**Recorded information:**
+++

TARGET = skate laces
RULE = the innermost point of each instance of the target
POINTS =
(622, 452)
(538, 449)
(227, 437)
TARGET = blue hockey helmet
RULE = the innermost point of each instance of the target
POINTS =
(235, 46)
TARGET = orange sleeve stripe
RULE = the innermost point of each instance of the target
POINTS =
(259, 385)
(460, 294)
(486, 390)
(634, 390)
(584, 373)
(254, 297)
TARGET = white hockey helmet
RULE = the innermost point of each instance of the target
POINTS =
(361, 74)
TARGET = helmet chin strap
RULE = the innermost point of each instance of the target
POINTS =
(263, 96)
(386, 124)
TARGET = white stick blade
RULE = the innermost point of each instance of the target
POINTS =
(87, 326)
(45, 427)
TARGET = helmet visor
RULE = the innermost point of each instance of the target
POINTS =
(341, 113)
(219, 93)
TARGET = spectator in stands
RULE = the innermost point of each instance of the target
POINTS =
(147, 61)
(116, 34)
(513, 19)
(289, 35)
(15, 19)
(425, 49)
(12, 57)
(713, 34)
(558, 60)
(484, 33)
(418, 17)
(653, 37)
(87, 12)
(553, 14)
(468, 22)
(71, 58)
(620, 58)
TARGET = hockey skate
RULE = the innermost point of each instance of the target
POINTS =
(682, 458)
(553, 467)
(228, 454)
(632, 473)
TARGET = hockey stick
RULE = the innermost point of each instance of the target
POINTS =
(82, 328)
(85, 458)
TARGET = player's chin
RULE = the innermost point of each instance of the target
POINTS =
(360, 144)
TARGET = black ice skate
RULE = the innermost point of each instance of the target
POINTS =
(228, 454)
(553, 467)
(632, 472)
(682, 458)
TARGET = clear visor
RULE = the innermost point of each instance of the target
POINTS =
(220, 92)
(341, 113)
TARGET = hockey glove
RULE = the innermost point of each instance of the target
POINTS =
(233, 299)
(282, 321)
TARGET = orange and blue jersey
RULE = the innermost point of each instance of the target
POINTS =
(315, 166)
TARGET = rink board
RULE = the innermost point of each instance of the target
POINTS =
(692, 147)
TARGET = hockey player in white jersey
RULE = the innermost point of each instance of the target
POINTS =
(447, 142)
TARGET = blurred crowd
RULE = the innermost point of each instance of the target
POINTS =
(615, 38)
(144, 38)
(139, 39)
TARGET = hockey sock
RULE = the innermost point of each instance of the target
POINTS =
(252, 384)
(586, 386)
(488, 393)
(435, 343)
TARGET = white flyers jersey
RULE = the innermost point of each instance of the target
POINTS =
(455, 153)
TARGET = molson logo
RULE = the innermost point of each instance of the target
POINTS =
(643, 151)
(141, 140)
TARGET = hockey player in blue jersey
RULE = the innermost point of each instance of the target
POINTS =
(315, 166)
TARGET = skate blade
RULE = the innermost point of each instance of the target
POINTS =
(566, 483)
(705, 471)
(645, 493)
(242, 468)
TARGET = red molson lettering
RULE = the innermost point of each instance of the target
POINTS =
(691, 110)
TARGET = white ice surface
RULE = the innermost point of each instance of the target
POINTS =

+++

**Problem to solve:** Reproduce all of the rows above word for word, with every line in its original order and form.

**Complete answer:**
TARGET = skate laces
RULE = the innermost point of each instance of the target
POINTS =
(622, 452)
(538, 449)
(227, 437)
TARGET = blue hockey helmet
RULE = the innermost point of each instance of the target
POINTS =
(235, 46)
TARGET = orange sleeve stripe
RULE = the innermost point of each instance of the target
POINTS =
(259, 385)
(460, 294)
(486, 390)
(634, 390)
(584, 373)
(254, 297)
TARGET = white hockey helmet
RULE = the innermost point of each instance of the target
POINTS =
(361, 74)
TARGET = helmet chin strap
RULE = the innermost point of each instance of the target
POINTS =
(263, 96)
(386, 124)
TARGET = white stick blade
RULE = the innermost point of each instance of the target
POINTS =
(87, 326)
(45, 427)
TARGET = helmet visor
RULE = the innermost point of each instance of the target
POINTS =
(341, 113)
(219, 93)
TARGET = spectator in stands
RULE = the innermost point of each instance of the target
POINTS =
(147, 61)
(116, 34)
(513, 19)
(289, 35)
(15, 19)
(425, 49)
(12, 57)
(713, 34)
(558, 60)
(484, 33)
(418, 17)
(653, 37)
(87, 12)
(553, 14)
(468, 22)
(71, 58)
(620, 58)
TARGET = hockey skate
RULE = the innermost point of each instance of the target
POINTS =
(682, 458)
(553, 467)
(228, 454)
(632, 473)
TARGET = hockey stick
RULE = the innermost point of each instance of the target
POINTS =
(82, 328)
(85, 458)
TARGET = player's chin
RULE = the innermost point of each instance of the target
POINTS =
(360, 144)
TARGET = black ice skate
RULE = the innermost point of each instance of the target
POINTS =
(228, 454)
(553, 467)
(632, 472)
(682, 458)
TARGET = clear visor
RULE = the innermost point of each instance of the target
POINTS =
(220, 92)
(341, 113)
TARGET = hockey glove
RULE = the innermost point of each instance of the target
POINTS =
(233, 299)
(282, 321)
TARGET = orange and blue jersey
RULE = the innermost point of each instance of the target
POINTS =
(315, 166)
TARGET = rink board
RULE = the innermost point of each instance of the target
POINTS =
(692, 147)
TARGET = hockey player in white jersey
RULE = the innermost point of each instance of the target
POINTS =
(447, 142)
TARGET = blurred crowd
RULE = the innermost point of each instance of the target
POINTS =
(615, 38)
(144, 38)
(139, 39)
TARGET = hockey sock
RULE = the innermost point of each instance of the target
POINTS =
(252, 384)
(586, 386)
(488, 393)
(435, 343)
TARGET = white flyers jersey
RULE = the innermost point of each instance of the target
POINTS =
(455, 153)
TARGET = molson logo
RULE = the innermost point of each instance of the target
POINTS =
(643, 151)
(141, 140)
TARGET = hockey player in blue jersey
RULE = the innermost point of each instance of the target
POINTS =
(315, 166)
TARGET = skate blade
RULE = the innermost point of each instance of the target
POINTS =
(566, 483)
(705, 471)
(645, 493)
(242, 468)
TARGET = red molson lettering
RULE = the innermost point of each instance of the target
POINTS =
(691, 110)
TARGET = white ice surface
RULE = the innermost point of each instance of the target
POINTS =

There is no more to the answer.